When Friends and Family Become Artistic Adversaries

Judging your early artistic efforts is artist abuse. This happens in any number of ways: beginning work is measured against the masterworks of other artists; beginning work is exposed to premature criticism, shown to overly critical friends.

Cameron, Julia. “The artist’s way: A course in discovering and recovering your creative self.” London: Pan Macmillan (1995).

There’s nothing like the feeling of working with a nascent voice, helping it to find new abilities and new ways of making sound. Giving the voice more volume, more range, more openness of expression. How many students have I personally worked with that come in with repressed throats, barely able to open their mouths or make even moderately loud sound?

Then these little vocal embryos go off to demonstrate these new sounds for friends or family. Maybe it’s a demonstration of an emerging head voice, or perhaps the greater power of an open chest sound…

All it takes is ONE person – ONE person – to make a comment or criticize the vocalism to send the poor fledgling singer back into the nest and destroy all their enthusiasm and self esteem. This psychological repair can take MONTHS – MONTHS? – sometimes YEARS to recover and rehabilitate. Sometimes it never happens, and the singer gives up – believing friends and family that they have NO talent for singing. That little bird never sings again.

People think I’m crazy, but this is precisely why I don’t think it’s psychologically healthy for many new singers to sing publicly before they can withstand this kind of criticism, especially if it’s from friends and family. It is so disconcerting and aggravating to pick up the pieces of a singer’s already fragile ego in the studio. In the Old Italian school, the singers never sang publicly on the stage until their training was complete!

▶ [Written exercise 1] According to the text about new singers, when did singers of the Old Italian school first sing publicly on the stage?

▶ [Data in this exercise]

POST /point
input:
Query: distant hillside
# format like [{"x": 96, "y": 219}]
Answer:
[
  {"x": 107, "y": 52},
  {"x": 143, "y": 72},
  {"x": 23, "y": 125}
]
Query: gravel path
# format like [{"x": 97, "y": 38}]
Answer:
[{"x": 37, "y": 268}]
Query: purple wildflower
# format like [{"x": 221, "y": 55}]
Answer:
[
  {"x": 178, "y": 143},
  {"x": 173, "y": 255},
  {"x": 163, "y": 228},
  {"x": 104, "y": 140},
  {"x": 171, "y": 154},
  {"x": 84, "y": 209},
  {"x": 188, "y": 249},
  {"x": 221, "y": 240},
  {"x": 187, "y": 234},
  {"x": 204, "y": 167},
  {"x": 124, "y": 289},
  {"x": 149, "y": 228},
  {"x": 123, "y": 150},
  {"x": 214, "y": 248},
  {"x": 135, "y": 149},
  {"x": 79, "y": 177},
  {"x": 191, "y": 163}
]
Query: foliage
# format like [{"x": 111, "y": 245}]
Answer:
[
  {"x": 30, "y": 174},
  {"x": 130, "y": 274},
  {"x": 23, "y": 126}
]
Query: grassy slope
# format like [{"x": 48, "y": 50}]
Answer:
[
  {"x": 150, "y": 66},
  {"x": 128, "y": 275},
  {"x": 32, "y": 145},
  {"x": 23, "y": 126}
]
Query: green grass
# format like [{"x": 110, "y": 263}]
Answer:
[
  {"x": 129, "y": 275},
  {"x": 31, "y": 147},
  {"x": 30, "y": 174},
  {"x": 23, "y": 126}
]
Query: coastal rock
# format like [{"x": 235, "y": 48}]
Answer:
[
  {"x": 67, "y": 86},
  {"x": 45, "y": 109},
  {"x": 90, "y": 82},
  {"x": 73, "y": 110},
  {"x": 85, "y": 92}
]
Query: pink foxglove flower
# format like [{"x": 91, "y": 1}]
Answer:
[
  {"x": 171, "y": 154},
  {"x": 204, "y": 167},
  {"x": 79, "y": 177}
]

▶ [Written exercise 2] Find each line in the rows that contains the string "format", treating uppercase and lowercase as different, and copy those lines out.

▶ [Correct result 1] Only after their training was complete.

▶ [Correct result 2]
# format like [{"x": 96, "y": 219}]
# format like [{"x": 97, "y": 38}]
# format like [{"x": 221, "y": 55}]
# format like [{"x": 111, "y": 245}]
# format like [{"x": 48, "y": 50}]
# format like [{"x": 110, "y": 263}]
# format like [{"x": 235, "y": 48}]
# format like [{"x": 91, "y": 1}]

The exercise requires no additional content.